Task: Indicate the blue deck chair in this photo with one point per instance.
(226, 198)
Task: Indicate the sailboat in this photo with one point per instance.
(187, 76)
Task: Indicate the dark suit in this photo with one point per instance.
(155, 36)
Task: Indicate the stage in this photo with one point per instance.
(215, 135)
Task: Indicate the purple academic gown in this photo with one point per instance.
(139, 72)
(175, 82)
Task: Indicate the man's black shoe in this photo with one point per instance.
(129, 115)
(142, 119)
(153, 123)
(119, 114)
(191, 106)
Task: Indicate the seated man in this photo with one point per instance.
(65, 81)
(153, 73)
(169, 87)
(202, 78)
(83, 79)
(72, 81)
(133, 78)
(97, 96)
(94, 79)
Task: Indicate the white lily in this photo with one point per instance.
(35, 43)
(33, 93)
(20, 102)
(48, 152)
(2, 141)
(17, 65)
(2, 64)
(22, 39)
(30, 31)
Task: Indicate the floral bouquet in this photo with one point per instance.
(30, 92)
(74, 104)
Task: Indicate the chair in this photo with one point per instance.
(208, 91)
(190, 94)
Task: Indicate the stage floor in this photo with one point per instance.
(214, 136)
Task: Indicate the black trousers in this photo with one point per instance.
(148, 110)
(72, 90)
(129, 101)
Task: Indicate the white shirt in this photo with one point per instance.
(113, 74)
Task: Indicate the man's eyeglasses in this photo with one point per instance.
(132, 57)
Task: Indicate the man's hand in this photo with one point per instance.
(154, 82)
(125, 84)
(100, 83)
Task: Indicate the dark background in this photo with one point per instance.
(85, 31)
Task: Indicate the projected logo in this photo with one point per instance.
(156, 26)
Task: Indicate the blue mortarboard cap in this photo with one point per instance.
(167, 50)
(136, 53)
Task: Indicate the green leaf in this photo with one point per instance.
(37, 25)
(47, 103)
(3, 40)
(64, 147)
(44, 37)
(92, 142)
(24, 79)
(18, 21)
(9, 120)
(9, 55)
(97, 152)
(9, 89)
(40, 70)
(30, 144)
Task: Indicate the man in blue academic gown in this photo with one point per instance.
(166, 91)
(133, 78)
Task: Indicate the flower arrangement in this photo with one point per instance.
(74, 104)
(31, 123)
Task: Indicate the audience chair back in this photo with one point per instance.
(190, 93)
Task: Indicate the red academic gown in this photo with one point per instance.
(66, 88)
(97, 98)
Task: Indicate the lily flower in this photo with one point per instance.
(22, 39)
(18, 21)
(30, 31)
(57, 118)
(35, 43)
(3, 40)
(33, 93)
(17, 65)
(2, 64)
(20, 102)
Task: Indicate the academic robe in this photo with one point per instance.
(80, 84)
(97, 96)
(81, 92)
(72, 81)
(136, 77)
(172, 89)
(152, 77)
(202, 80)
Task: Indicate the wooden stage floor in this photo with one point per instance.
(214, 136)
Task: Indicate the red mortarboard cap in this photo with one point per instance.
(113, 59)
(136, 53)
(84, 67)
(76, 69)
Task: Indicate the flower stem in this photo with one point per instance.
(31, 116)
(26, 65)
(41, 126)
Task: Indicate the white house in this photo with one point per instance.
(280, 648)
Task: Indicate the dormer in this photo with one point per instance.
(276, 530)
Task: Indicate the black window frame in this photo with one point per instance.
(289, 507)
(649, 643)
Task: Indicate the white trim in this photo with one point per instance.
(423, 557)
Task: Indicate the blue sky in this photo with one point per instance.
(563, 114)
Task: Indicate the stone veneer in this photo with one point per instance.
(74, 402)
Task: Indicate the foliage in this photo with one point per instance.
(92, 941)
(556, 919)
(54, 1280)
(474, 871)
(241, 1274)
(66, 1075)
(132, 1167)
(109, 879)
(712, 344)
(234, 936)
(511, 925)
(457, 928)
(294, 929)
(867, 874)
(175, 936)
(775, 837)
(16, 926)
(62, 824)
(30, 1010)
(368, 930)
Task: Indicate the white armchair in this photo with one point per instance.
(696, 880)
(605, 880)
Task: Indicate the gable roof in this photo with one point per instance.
_ _ _ _ _ _ _
Problem.
Print the whole listing again, exactly.

Output for this task.
Task: Indicate the blue deck chair in this photo with one point per instance.
(226, 198)
Task: Indicate the sailboat in this photo with one point per instance.
(187, 76)
Task: Indicate the dark suit in this photo with one point per instance.
(155, 36)
Task: Indicate the stage in this photo with one point per instance.
(215, 135)
Task: Indicate the purple academic gown in this photo with one point per instance.
(139, 72)
(175, 82)
Task: Indicate the man's black shoe in this photo with one point per instance.
(129, 115)
(142, 119)
(153, 123)
(119, 114)
(191, 106)
Task: Indicate the seated man in this photo with one point per instance.
(65, 81)
(153, 73)
(169, 87)
(202, 78)
(83, 79)
(72, 81)
(133, 78)
(97, 96)
(94, 79)
Task: Indicate the white lily in this photo with one point per instance.
(35, 43)
(33, 93)
(20, 102)
(48, 152)
(2, 141)
(17, 65)
(2, 64)
(22, 39)
(30, 31)
Task: Indicate the floral bouquet in this photo with one point per instance.
(30, 92)
(74, 104)
Task: Indicate the chair in this photo with one point per instance.
(208, 91)
(190, 94)
Task: Indicate the stage floor in this photo with one point per instance.
(214, 136)
Task: Indicate the black trousers in this photo with one point per instance.
(148, 110)
(72, 90)
(129, 101)
Task: Indicate the white shirt in this photo with one point per instance.
(113, 74)
Task: Indicate the man's eyeglasses in this photo with one point per instance.
(132, 57)
Task: Indicate the man's hand in this photo with one point per instance.
(154, 82)
(125, 84)
(100, 83)
Task: Indicate the dark background in this photo with one point per instance.
(85, 31)
Task: Indicate the projected logo in this photo with one point per instance.
(156, 26)
Task: Indicate the blue mortarboard cap in this photo with one point per instance.
(167, 50)
(136, 53)
Task: Indicate the green leaf in this photo with one point per instance.
(37, 25)
(47, 103)
(3, 40)
(64, 147)
(44, 37)
(92, 142)
(24, 79)
(18, 21)
(9, 120)
(9, 55)
(97, 152)
(9, 89)
(40, 70)
(30, 144)
Task: Indicate the man in blue academic gown in this photo with one point per instance.
(166, 91)
(133, 78)
Task: Indicate the flower arrangement in this photo with one point per instance.
(74, 104)
(31, 123)
Task: Indicate the audience chair back in this photo with one point per instance.
(190, 93)
Task: Indicate the red academic gown in this photo with one point per instance.
(66, 88)
(97, 98)
Task: Indicate the lily flower in this photo with one point per instance.
(22, 39)
(18, 21)
(30, 31)
(57, 118)
(35, 43)
(3, 40)
(33, 93)
(17, 65)
(2, 64)
(20, 102)
Task: Indicate the academic robe in this photo with one point per instance.
(80, 84)
(97, 96)
(81, 92)
(72, 81)
(136, 77)
(172, 89)
(152, 77)
(202, 80)
Task: Indicate the wooden stage floor in this photo with one point per instance.
(214, 136)
Task: Indicate the red mortarboard cap in this photo with one point per instance.
(113, 59)
(136, 53)
(84, 67)
(76, 69)
Task: Indicate the flower stem in this photo with one point per instance.
(31, 116)
(26, 65)
(41, 126)
Task: Indicate the white house in this photo with one point per instance.
(280, 648)
Task: Indicate the dormer in this photo with one point per instance.
(276, 530)
Task: Indicate the black window frame in this photo with one point per instance.
(289, 507)
(649, 643)
Task: Indicate the white trim in this photo with one point per instance.
(423, 557)
Task: Indicate the blue sky in this photo with one point per instance.
(563, 114)
Task: Indicate the stone veneer in this photo with one point per instance.
(74, 402)
Task: Indicate the foliage in this photo with one point per instance.
(92, 941)
(556, 919)
(54, 1280)
(474, 871)
(241, 1274)
(66, 1075)
(132, 1167)
(109, 879)
(712, 344)
(234, 936)
(511, 925)
(457, 928)
(294, 929)
(867, 874)
(175, 936)
(775, 837)
(16, 926)
(62, 824)
(30, 1010)
(368, 930)
Task: Indicate the white armchair in this photo with one point per instance.
(696, 880)
(605, 880)
Task: Indicate the gable roof in this photo with one point per instance.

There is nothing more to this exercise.